## Task instructions
Repeat the records exactly as given. Do not include the pictures.

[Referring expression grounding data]
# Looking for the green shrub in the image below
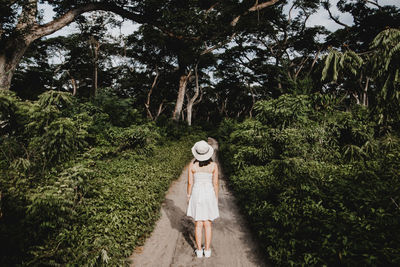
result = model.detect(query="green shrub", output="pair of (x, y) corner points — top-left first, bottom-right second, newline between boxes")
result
(254, 94), (313, 128)
(22, 137), (197, 266)
(93, 88), (143, 127)
(219, 94), (400, 266)
(156, 117), (199, 140)
(0, 88), (204, 266)
(37, 90), (73, 110)
(32, 117), (88, 166)
(0, 91), (26, 136)
(1, 94), (202, 266)
(117, 123), (160, 153)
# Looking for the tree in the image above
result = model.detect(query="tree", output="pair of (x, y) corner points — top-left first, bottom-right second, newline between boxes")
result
(119, 0), (283, 121)
(0, 0), (282, 94)
(76, 11), (121, 98)
(10, 37), (57, 99)
(323, 0), (400, 52)
(369, 28), (400, 124)
(322, 28), (400, 124)
(212, 0), (326, 118)
(122, 0), (282, 121)
(0, 0), (149, 91)
(123, 25), (178, 120)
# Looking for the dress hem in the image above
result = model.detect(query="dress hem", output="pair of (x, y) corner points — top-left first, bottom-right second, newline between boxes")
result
(187, 214), (220, 222)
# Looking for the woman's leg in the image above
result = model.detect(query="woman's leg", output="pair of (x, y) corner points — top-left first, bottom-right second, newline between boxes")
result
(195, 220), (204, 250)
(204, 220), (212, 250)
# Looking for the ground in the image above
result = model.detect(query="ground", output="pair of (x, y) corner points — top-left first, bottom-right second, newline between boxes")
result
(129, 138), (268, 267)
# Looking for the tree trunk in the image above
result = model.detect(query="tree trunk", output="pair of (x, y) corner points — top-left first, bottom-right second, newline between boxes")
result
(172, 70), (192, 121)
(248, 84), (255, 118)
(186, 98), (194, 125)
(145, 69), (159, 120)
(363, 77), (369, 107)
(186, 64), (201, 126)
(181, 108), (185, 121)
(71, 77), (77, 96)
(92, 61), (98, 98)
(1, 0), (38, 89)
(218, 97), (228, 116)
(0, 38), (30, 90)
(89, 36), (100, 98)
(154, 100), (166, 120)
(352, 92), (360, 105)
(66, 70), (77, 96)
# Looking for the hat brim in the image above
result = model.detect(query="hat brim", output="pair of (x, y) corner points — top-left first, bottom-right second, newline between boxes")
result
(191, 144), (214, 161)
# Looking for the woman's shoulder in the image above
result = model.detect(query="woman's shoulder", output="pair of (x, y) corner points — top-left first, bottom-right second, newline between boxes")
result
(209, 162), (217, 172)
(189, 160), (198, 172)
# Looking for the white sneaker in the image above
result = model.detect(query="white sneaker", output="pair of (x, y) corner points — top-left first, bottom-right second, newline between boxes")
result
(204, 249), (211, 258)
(195, 248), (203, 258)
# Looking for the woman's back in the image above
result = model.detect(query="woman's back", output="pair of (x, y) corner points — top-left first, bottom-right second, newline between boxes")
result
(193, 172), (212, 183)
(192, 161), (215, 174)
(187, 161), (219, 221)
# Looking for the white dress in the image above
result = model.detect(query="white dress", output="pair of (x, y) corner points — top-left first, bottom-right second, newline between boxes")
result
(187, 172), (220, 221)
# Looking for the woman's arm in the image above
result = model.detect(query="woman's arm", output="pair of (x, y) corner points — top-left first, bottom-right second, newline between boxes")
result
(212, 163), (219, 200)
(187, 161), (194, 202)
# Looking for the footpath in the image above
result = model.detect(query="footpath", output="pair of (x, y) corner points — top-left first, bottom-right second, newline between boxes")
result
(129, 138), (268, 267)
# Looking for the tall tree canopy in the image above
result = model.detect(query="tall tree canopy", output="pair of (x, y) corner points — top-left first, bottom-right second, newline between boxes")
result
(0, 0), (282, 91)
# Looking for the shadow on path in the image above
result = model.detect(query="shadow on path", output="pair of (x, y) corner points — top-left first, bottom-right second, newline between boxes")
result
(163, 198), (196, 251)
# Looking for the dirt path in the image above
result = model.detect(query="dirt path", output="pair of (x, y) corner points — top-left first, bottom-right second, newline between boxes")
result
(129, 138), (268, 267)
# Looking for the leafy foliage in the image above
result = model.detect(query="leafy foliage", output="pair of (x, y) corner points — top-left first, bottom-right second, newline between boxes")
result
(1, 1), (400, 266)
(322, 49), (363, 82)
(21, 139), (195, 266)
(219, 94), (400, 266)
(370, 28), (400, 124)
(0, 89), (204, 265)
(322, 28), (400, 125)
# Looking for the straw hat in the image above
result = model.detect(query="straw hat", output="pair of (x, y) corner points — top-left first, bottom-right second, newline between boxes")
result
(191, 140), (214, 161)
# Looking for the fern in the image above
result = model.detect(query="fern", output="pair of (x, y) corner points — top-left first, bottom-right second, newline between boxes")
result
(332, 51), (339, 82)
(321, 49), (340, 82)
(321, 49), (363, 83)
(38, 90), (73, 109)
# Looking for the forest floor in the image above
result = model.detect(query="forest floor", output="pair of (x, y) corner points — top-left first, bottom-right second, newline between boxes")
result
(129, 138), (269, 267)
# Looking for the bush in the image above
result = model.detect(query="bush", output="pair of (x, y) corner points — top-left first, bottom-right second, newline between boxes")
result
(31, 117), (88, 166)
(93, 88), (143, 127)
(116, 123), (160, 153)
(0, 91), (27, 136)
(21, 137), (197, 266)
(219, 94), (400, 266)
(0, 88), (204, 265)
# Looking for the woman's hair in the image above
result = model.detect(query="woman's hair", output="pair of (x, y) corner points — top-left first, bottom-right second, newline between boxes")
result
(194, 158), (213, 167)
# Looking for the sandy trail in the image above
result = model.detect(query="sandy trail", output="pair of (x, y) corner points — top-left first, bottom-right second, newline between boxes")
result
(129, 138), (268, 267)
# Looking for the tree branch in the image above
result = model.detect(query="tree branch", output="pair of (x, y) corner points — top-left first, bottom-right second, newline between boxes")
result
(30, 3), (147, 40)
(16, 0), (38, 32)
(231, 0), (281, 27)
(323, 1), (350, 28)
(309, 47), (322, 73)
(294, 56), (308, 79)
(155, 100), (166, 120)
(200, 33), (236, 55)
(391, 197), (400, 211)
(206, 2), (220, 15)
(364, 0), (382, 9)
(248, 0), (281, 12)
(145, 68), (160, 120)
(287, 2), (296, 25)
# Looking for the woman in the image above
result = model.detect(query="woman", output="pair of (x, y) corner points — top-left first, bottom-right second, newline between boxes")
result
(186, 140), (220, 258)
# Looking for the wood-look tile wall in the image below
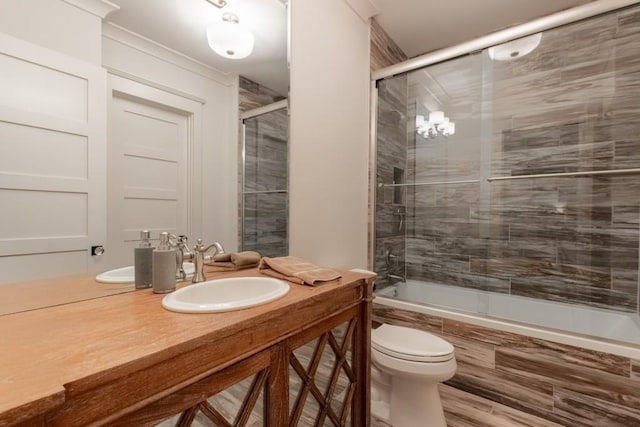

## Expected answer
# Looking for the green shrub in the image below
result = model.detect(query="green shrub", output="pair of (x, y) corner points — top-left first, bottom-right second, newline between boxes")
result
(254, 94), (313, 128)
(22, 137), (197, 266)
(93, 88), (143, 127)
(219, 94), (400, 266)
(156, 117), (199, 140)
(0, 88), (204, 266)
(37, 90), (73, 110)
(32, 117), (88, 166)
(0, 91), (26, 136)
(1, 94), (202, 266)
(117, 123), (160, 153)
# Looking for the tree in the image above
result = model.detect(query="tree", output="pair of (x, y) corner points — top-left first, bottom-right second, newline between boxes")
result
(119, 0), (283, 121)
(0, 0), (282, 94)
(76, 11), (121, 98)
(10, 37), (57, 99)
(323, 0), (400, 52)
(369, 28), (400, 124)
(322, 28), (400, 124)
(212, 0), (326, 118)
(122, 0), (282, 121)
(0, 0), (149, 91)
(123, 25), (178, 120)
# Looking for the dress hem in the image above
result = model.detect(query="dress hem", output="pair of (x, y) corner points — top-left first, bottom-right second, newline between boxes")
result
(187, 214), (220, 222)
# Looking for the woman's leg in the image above
result = model.detect(query="woman's leg", output="pair of (x, y) corner points — top-left first, bottom-right second, newline between boxes")
result
(195, 220), (204, 250)
(204, 220), (212, 250)
# Looking for the ground in the image above
result = model.detect(query="ground", output="pair of (x, y) corner points — top-left first, bottom-right second, newline between boxes")
result
(129, 138), (268, 267)
# Looking for the tree trunk in the image above
result = model.detect(query="tree trunk", output="pair of (x, y) corner points — top-left first, bottom-right second, newline between boxes")
result
(172, 70), (192, 121)
(248, 84), (255, 118)
(186, 98), (194, 125)
(145, 69), (159, 120)
(363, 77), (369, 107)
(186, 64), (201, 126)
(181, 108), (185, 121)
(71, 77), (77, 96)
(92, 61), (98, 98)
(1, 0), (38, 89)
(218, 97), (228, 116)
(0, 38), (30, 90)
(89, 36), (100, 98)
(154, 100), (166, 120)
(352, 92), (360, 105)
(66, 70), (77, 96)
# Looking for the hat brim in the image above
result = model.detect(query="hat brim", output="pair of (x, y) corner points — top-left first, bottom-right second, newline between boxes")
result
(191, 144), (214, 161)
# Looking for the woman's shoulder in the image above
result = model.detect(query="woman's shoulder", output="pair of (x, y) corner points — top-left first, bottom-right second, newline between boxes")
result
(209, 162), (217, 172)
(189, 160), (198, 172)
# Looking for the white sneaker in the image above
result = model.detect(query="white sneaker", output="pair of (x, y) corner points — top-left first, bottom-right second, newline between boxes")
result
(204, 249), (211, 258)
(195, 248), (203, 258)
# Looking for the woman's back in the image above
result = model.detect(query="woman's back", output="pair of (x, y) corner points — top-left first, bottom-right second, newline between boxes")
result
(193, 172), (212, 183)
(192, 161), (215, 174)
(187, 161), (219, 221)
# Looking for the white dress in the image above
result = model.detect(query="white dress", output="pair of (x, y) corner points — top-left first, bottom-right second, newline between boxes")
result
(187, 172), (220, 221)
# Looking for the woman's arm in the image above
result = model.detect(query="woman's arm", output="pair of (x, y) corner points — top-left first, bottom-right second, newline between boxes")
result
(212, 163), (219, 200)
(187, 161), (194, 202)
# Looking for the footpath in the image above
result = model.detect(query="footpath", output="pair of (x, y) corner points — top-left first, bottom-right second, newline between boxes")
result
(129, 138), (268, 267)
# Looking for the tall tree canopy in the image above
result = model.detect(query="tall tree canopy", output="pair of (x, y) corner points — top-left first, bottom-right second, newline between boxes")
result
(0, 0), (282, 91)
# Looking for the shadow on path in the image above
result = model.detect(query="shadow on path", output="pair of (x, y) corner points — top-left first, bottom-right second, newline between boxes")
result
(163, 198), (196, 251)
# Looking for the dirt path in the image above
result = model.detect(query="dirt path", output="pair of (x, y) corner points — top-left first, bottom-right second, newline between boxes")
result
(129, 138), (268, 267)
# Looking for the leafy foliage in the image above
result = model.detect(query="leafy foliage", output="pair of (x, y) corner points — top-left first, bottom-right second, newline between boxes")
result
(1, 1), (400, 266)
(322, 49), (363, 82)
(21, 139), (195, 266)
(219, 94), (400, 266)
(370, 28), (400, 124)
(0, 89), (204, 265)
(322, 28), (400, 125)
# Looking for the straw hat in the image above
result = model.detect(query="straw hat", output="pair of (x, y) corner points — top-left first, bottom-right second, newline between boxes")
result
(191, 140), (214, 161)
# Looking for the fern in the image above
result = model.detect(query="fern", output="pair of (x, y) corner points — top-left first, bottom-right second, newline between boxes")
result
(332, 51), (339, 82)
(321, 49), (340, 82)
(321, 49), (363, 83)
(38, 90), (73, 109)
# Looking for the forest floor in the image above
result = model.detect(query="forest floor", output="pair of (x, y) corner points — top-left first, bottom-right second, newline between boxes")
result
(129, 138), (269, 267)
# Looking for the bush in the image above
result = model.detect(query="bush", output="pair of (x, y) corner points — top-left first, bottom-right second, newline between boxes")
result
(31, 117), (88, 166)
(93, 88), (143, 127)
(116, 123), (160, 153)
(0, 91), (27, 136)
(21, 137), (197, 266)
(219, 94), (400, 266)
(0, 88), (204, 265)
# Looking for the woman's hair in the image above
result = model.detect(query="woman's hair", output="pair of (x, y) corner points — top-left first, bottom-right second, newline between boxes")
result
(194, 158), (213, 167)
# Looking for the sandy trail in the image above
result = model.detect(query="sandy trail", output="pair of (x, y) corner points — top-left first, bottom-right second, newline between boxes")
result
(129, 138), (268, 267)
# Looking for the tree branch in the image above
result = model.detect(query="tree branch", output="pair of (x, y) corner points — top-left first, bottom-right second, newline between boxes")
result
(30, 3), (147, 40)
(16, 0), (38, 32)
(231, 0), (281, 27)
(323, 1), (350, 28)
(309, 47), (322, 73)
(294, 56), (308, 79)
(155, 100), (166, 120)
(200, 33), (236, 55)
(391, 197), (400, 211)
(206, 2), (220, 15)
(364, 0), (382, 9)
(248, 0), (281, 12)
(145, 68), (160, 120)
(287, 2), (296, 25)
# Looking for the woman in the image above
result = model.detect(query="woman", output="pair of (x, y) corner points — top-left first, bottom-right second, newline between boxes")
result
(186, 140), (220, 258)
# Looking for the wood-look tile wall in the image below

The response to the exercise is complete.